> [Consigne A] Recopiez à l'identique, dans l'extrait sur la grève, le passage qui va de « Chez les contrôleurs » jusqu'à « les vols internationaux. ».
> [Consigne B] Reprenez l'extrait sur la grève et écrivez la suite à partir de sa dernière ligne.

Chez les contrôleurs aériens, la grève a occasionné « des retards de quarante à cinquante minutes » sur les vols intérieurs au départ des aéroports parisiens, mais c’est l’aéroport de Toulouse qui était le plus affecté par le mouvement, selon la direction générale de l’aviation civile, qui recense 40 % de contrôleurs aériens grévistes dans la Ville rose (9 % au niveau national). Il n’y a quasiment pas eu d’impact sur les vols internationaux.
Partout, les slogans interpellaient notamment sur la santé ou l’école :
- « Plus de moyens humains pour la santé publique » (Paris)
- « Aide-soignante, métier formidable, salaire fort minable » (Rennes)
- « Des patients partout et pas de soignants »
- « Soignants épuisés, hôpital en danger » (Nantes).
- « Pour un service public égalitaire, non à Blanquer » (Bordeaux)
« Passage en force »

> [Données fournies]
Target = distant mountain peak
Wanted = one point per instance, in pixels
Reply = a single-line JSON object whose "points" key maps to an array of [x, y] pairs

> [Votre réponse A]
Chez les contrôleurs aériens, la grève a occasionné « des retards de quarante à cinquante minutes » sur les vols intérieurs au départ des aéroports parisiens, mais c’est l’aéroport de Toulouse qui était le plus affecté par le mouvement, selon la direction générale de l’aviation civile, qui recense 40 % de contrôleurs aériens grévistes dans la Ville rose (9 % au niveau national). Il n’y a quasiment pas eu d’impact sur les vols internationaux.

> [Votre réponse B]
C’est la quatrième journée nationale d’action dans la fonction publique depuis le début du quinquennat d’Emmanuel Macron – après celles du 10 octobre 2017 et des 22 mars et 22 mai 2018. Mais « c’est la première fois que le gouvernement se retrouve confronté à toutes les organisations syndicales qui rejettent un projet de loi », relève Mireille Stivala (CGT), évoquant une « situation inédite ».
Les neuf syndicats de la fonction publique (CGT, CFDT, FO, FSU, Solidaires, UNSA, FA-FP, CFE-CGC, CFTC) dénoncent une réforme à « la portée très grave », tant pour les agents que pour l’avenir des services publics. Ils critiquent « un passage en force » du gouvernement, qu’ils accusent de vouloir une fonction publique alignée sur les règles du privé, au détriment du statut de fonctionnaire et de l’indépendance des agents. Au contraire, le gouvernement a présenté son texte, qui facilite notamment le recours aux contractuels, comme une nécessité pour rendre l’administration « plus attractive et plus réactive » face aux « nouvelles attentes » des Français.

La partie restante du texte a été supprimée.